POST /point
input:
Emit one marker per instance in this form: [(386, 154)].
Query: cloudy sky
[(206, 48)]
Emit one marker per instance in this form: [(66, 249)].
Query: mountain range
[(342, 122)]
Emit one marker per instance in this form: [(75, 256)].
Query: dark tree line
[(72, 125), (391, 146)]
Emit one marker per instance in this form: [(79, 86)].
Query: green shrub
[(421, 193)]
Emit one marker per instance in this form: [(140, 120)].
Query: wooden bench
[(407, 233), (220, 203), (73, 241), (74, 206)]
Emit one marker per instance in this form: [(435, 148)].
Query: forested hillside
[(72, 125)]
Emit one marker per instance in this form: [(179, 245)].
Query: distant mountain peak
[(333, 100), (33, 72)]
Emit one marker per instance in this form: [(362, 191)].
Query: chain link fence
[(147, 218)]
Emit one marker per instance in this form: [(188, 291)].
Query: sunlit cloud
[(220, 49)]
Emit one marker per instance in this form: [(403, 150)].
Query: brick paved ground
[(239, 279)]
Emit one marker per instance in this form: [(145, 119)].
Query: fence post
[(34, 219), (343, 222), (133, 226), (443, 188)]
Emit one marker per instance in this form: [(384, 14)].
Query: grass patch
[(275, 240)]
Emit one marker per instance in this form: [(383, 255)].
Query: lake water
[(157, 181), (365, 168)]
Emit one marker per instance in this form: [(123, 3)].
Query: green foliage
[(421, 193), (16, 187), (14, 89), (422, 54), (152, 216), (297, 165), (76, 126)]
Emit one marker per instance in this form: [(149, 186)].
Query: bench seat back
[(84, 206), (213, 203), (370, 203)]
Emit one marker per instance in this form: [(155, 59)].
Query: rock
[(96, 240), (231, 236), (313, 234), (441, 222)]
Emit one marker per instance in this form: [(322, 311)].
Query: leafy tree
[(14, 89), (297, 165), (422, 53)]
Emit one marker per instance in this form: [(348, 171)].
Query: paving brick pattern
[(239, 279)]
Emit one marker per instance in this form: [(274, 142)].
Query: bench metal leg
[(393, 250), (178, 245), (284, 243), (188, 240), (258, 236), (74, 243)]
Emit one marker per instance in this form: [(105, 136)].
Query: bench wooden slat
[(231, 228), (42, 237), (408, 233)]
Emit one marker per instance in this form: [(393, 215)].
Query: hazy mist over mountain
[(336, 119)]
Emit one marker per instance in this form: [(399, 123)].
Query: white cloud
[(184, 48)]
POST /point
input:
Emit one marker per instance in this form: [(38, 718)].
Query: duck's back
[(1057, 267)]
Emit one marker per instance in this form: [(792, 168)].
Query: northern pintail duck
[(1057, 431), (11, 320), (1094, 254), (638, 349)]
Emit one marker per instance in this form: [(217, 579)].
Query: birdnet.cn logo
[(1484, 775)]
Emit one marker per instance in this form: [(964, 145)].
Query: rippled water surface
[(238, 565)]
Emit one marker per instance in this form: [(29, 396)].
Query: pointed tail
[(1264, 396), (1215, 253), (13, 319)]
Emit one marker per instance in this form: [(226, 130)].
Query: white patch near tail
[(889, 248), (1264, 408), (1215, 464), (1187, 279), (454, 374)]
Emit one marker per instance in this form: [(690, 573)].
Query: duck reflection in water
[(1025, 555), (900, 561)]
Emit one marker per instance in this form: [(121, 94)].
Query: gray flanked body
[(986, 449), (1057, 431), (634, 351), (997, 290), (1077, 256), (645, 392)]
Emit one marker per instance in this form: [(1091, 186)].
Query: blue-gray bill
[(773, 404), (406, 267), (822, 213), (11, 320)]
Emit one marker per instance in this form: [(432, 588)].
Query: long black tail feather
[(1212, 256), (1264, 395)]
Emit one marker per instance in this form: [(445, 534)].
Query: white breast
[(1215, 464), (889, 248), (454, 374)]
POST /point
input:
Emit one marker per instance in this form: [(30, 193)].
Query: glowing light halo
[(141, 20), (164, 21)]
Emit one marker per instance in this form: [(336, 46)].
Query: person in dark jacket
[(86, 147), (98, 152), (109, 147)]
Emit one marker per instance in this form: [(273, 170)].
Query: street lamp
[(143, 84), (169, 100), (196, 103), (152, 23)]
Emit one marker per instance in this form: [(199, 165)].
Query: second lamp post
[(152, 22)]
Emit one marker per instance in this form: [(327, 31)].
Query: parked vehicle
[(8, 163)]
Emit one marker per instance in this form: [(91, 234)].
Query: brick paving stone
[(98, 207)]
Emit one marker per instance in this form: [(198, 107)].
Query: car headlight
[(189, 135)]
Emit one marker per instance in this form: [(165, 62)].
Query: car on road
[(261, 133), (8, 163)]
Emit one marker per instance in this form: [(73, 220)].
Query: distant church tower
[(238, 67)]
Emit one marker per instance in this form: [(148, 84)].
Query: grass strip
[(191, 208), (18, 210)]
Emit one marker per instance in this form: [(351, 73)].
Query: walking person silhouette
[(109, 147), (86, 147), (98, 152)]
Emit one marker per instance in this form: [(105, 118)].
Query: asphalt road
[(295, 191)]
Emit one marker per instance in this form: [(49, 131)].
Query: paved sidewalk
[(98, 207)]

....

** Stated goal **
Above are some records. Print them all exactly.

** Reply **
POST /point
input:
Emit one marker per instance in this form: [(386, 154)].
Query: cloudy sky
[(206, 48)]
Emit one marker per instance in this form: [(66, 249)].
Query: mountain range
[(342, 122)]
Emit one marker per instance in this form: [(75, 256)].
Query: dark tree line
[(72, 125), (391, 146)]
Emit one marker per instance in this form: [(79, 86)].
Query: green shrub
[(421, 193)]
Emit one marker per instance in this form: [(140, 120)].
Query: wooden bench
[(407, 233), (220, 203), (73, 241), (74, 206)]
Emit one marker per instance in this form: [(435, 148)].
Query: forested hillside
[(72, 125)]
Emit one marker per instance in this form: [(179, 245)].
Query: distant mountain peak
[(333, 100), (33, 72)]
Emit one marker per instance in this form: [(362, 191)].
Query: chain link fence
[(147, 218)]
Emit one marker per instance in this form: [(188, 291)].
Query: sunlit cloud
[(220, 49)]
Emit one marker per instance in this form: [(403, 150)].
Query: brick paved ground
[(239, 279)]
Emit one marker per instance in this form: [(145, 119)].
Query: fence post
[(34, 219), (343, 222), (133, 226), (443, 188)]
Emit one marker per instance in this form: [(384, 14)].
Query: grass patch
[(275, 240)]
Emit one marker per instance in this form: [(383, 255)].
Query: lake water
[(157, 181), (365, 168)]
Emit one marker per instance in this form: [(123, 3)].
Query: green foliage
[(421, 193), (16, 187), (14, 89), (422, 54), (152, 216), (297, 165), (76, 126)]
Emit one marker per instance in this form: [(149, 186)].
Query: bench seat back
[(84, 206), (213, 203), (370, 203)]
Emit one marker per instance in this form: [(155, 59)].
Query: rock
[(96, 240), (231, 236), (313, 234), (441, 222)]
Emit one marker per instance in this form: [(322, 311)].
Query: leafy tree
[(14, 89), (297, 165), (422, 53)]
Emit one marker per instance in this form: [(348, 171)].
Query: paving brick pattern
[(239, 279)]
Emit one marker per instance in this form: [(274, 142)].
Query: bench metal leg
[(393, 250), (178, 245), (284, 243), (188, 240), (258, 236), (74, 243)]
Emit one marker per instance in this form: [(105, 136)].
Query: bench wooden slat
[(231, 228), (42, 237), (408, 233)]
Emit one marker per instance in this form: [(393, 215)].
Query: hazy mist over mountain
[(336, 119)]
Emit one marker per instance in this form: [(399, 123)].
Query: white cloud
[(184, 48)]
POST /point
input:
Emit one marker per instance in this form: [(38, 718)].
Query: duck's back
[(1057, 267)]
Emit one marker per instance in this form: [(792, 168)].
Query: northern pintail duck
[(1057, 431), (11, 320), (1094, 254), (638, 349)]
Emit one marker per instance in this form: [(217, 579)].
Query: birdnet.cn logo
[(1484, 775)]
Emit one marker per instance in this form: [(964, 145)].
Query: rippled water surface
[(238, 565)]
Emit one marker per instance in this form: [(29, 396)].
Query: pointed tail
[(1264, 396), (1215, 253), (13, 319)]
Emit one marker per instance in this form: [(226, 130)].
Query: white patch near tail
[(889, 248), (1264, 408), (1215, 464), (1187, 279), (454, 374)]
Emit one marker per instance in this form: [(690, 573)].
Query: duck reflection in water
[(1025, 555), (900, 561)]
Emit one marker per instance in this form: [(121, 94)].
Query: gray flanked body
[(986, 449), (1057, 431), (634, 351), (997, 290), (1077, 256), (645, 392)]
Emit one marker per instance in this form: [(1091, 186)].
Query: blue-gray bill
[(773, 404), (406, 267), (822, 213), (11, 320)]
Emit one marker per instance in this form: [(432, 588)].
Query: long black tail feather
[(1212, 256), (1264, 395)]
Emit one marker per instance in this form: [(445, 534)].
Query: white breast
[(1215, 464), (889, 248), (454, 374)]
POST /point
input:
Emit one marker per instance in this form: [(30, 193)].
Query: glowing light halo
[(141, 20), (164, 21)]
Emit one marker per instance in this form: [(336, 46)].
Query: person in dark jacket
[(86, 147), (98, 152), (109, 147)]
Emit one marker per instance in this form: [(273, 170)].
Query: street lamp
[(143, 84), (169, 100), (196, 103), (152, 23)]
Emit one marker per instance in this form: [(199, 165)].
Query: second lamp post
[(152, 22)]
Emit one marker per instance in this form: [(327, 31)].
Query: parked vehicle
[(8, 163)]
Emit one marker per instance in this form: [(91, 234)].
Query: brick paving stone
[(98, 207)]
Emit one marker per instance in this form: [(198, 107)].
Query: car headlight
[(189, 135)]
Emit one marker per instance in this form: [(165, 62)].
Query: car on road
[(261, 133), (8, 163)]
Emit one marker per instance in this form: [(73, 220)].
Query: distant church tower
[(238, 67)]
Emit one marker per instance in this form: [(148, 84)].
Query: grass strip
[(191, 208), (18, 210)]
Emit one marker per instance in this form: [(351, 73)].
Query: walking person silhouette
[(109, 147), (86, 147), (98, 152)]
Emit one marker per instance in this form: [(105, 118)].
Query: asphalt road
[(295, 191)]
Emit one marker per instance in this form: [(49, 131)].
Query: paved sidewalk
[(98, 207)]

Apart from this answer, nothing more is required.